Division7A on dividend to Shareholders

The dividend is equal to the ‘amount paid’, subject to the company’s distributable surplus.

Payments

Under S.109C, a private company is taken to pay a dividend to a shareholder (or their associate) if the company pays the shareholder (or associate) an amount during the income year. For Division 7A purposes, a payment to a shareholder is defined under S.109C and S.109CA to mean:

  • a payment to the extent that is to the shareholder (or associate), on behalf of the shareholder or for the benefit of the shareholder (associate);
  • a credit of an amount to the extent that is to the shareholder (or associate), on behalf of the shareholder (or associate) or for the benefit of the shareholder (or associate);
  • transfer of property to the shareholder (or associate) (note: this includes, among other things, the right to use real property under a lease); and
  • pursuant to S.109CA, a payment also includes the provision of an asset for use by the shareholder (or associate) – this provision basically extends the concept of a ‘payment’ to also include a licence, or an informal right to use an asset (i.e., to the mere use of an asset).
━━━━━━━━━━
### SET TASK A
In the records below, copy the lines from the one containing "The function MUST return, for every instance of the blue" through the one containing "[[192, 204]]", both included, and nothing else.
━━━━━━━━━━
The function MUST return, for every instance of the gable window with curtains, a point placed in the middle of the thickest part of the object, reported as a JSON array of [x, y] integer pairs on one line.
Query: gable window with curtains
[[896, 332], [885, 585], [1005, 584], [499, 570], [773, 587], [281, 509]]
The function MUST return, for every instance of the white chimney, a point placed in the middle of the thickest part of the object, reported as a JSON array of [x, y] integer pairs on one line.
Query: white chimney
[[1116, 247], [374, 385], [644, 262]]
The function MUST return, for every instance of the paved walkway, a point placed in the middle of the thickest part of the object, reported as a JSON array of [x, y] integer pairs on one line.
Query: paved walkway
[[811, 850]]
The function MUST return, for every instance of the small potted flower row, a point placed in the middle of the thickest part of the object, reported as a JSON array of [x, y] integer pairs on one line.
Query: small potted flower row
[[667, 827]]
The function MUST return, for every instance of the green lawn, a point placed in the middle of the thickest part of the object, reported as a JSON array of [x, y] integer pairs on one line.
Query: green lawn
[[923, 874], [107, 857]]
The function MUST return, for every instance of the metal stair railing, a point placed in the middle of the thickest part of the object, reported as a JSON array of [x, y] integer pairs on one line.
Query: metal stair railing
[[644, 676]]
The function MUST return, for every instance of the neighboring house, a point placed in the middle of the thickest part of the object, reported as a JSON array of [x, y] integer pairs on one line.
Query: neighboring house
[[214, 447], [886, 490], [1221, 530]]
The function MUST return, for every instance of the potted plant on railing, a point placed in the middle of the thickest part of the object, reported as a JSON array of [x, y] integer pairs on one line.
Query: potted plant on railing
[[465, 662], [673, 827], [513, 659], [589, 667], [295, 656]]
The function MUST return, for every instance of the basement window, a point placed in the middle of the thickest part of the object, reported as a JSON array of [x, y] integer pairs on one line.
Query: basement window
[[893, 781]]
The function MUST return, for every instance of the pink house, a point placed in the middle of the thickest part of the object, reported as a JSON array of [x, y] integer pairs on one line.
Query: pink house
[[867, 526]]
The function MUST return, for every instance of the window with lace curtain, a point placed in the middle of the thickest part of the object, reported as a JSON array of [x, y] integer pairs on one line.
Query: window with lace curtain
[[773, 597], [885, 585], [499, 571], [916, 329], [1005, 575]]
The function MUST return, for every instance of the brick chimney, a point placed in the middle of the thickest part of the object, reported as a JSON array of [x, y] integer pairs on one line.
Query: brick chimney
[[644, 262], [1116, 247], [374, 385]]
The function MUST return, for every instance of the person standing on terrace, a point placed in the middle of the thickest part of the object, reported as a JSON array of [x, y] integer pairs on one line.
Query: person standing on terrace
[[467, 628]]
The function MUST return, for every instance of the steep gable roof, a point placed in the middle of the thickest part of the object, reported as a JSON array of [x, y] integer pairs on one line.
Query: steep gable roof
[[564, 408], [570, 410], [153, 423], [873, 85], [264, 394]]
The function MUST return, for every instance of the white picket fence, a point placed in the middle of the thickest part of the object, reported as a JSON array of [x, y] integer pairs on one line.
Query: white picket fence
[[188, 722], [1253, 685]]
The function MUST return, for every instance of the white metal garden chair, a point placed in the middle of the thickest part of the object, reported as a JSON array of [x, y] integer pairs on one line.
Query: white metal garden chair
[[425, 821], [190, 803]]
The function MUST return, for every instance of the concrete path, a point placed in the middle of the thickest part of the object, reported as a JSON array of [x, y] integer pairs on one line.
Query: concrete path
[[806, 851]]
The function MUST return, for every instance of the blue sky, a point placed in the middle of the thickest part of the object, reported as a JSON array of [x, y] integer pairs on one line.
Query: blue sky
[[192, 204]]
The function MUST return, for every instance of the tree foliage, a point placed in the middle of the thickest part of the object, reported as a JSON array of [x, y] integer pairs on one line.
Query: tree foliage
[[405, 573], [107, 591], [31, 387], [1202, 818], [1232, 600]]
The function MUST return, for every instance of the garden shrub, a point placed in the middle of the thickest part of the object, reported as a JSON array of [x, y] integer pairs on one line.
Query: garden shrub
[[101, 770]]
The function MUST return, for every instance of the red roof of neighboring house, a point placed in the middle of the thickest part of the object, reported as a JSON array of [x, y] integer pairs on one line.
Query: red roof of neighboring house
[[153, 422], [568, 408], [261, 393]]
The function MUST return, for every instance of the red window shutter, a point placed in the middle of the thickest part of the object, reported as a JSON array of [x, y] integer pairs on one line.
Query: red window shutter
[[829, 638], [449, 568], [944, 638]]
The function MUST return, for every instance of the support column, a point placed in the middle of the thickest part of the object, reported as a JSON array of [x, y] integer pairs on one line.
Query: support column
━━━━━━━━━━
### SET TASK B
Write out the entire Division 7A text from above, word for word.

### EXPECTED ANSWER A
The function MUST return, for every instance of the blue sky, a point placed in the middle of the thickest part of the object, reported as a JSON array of [x, y] integer pairs on one line.
Query: blue sky
[[192, 204]]

### EXPECTED ANSWER B
Division7A on dividend to Shareholders

The dividend is equal to the ‘amount paid’, subject to the company’s distributable surplus.

Payments

Under S.109C, a private company is taken to pay a dividend to a shareholder (or their associate) if the company pays the shareholder (or associate) an amount during the income year. For Division 7A purposes, a payment to a shareholder is defined under S.109C and S.109CA to mean:

  • a payment to the extent that is to the shareholder (or associate), on behalf of the shareholder or for the benefit of the shareholder (associate);
  • a credit of an amount to the extent that is to the shareholder (or associate), on behalf of the shareholder (or associate) or for the benefit of the shareholder (or associate);
  • transfer of property to the shareholder (or associate) (note: this includes, among other things, the right to use real property under a lease); and
  • pursuant to S.109CA, a payment also includes the provision of an asset for use by the shareholder (or associate) – this provision basically extends the concept of a ‘payment’ to also include a licence, or an informal right to use an asset (i.e., to the mere use of an asset).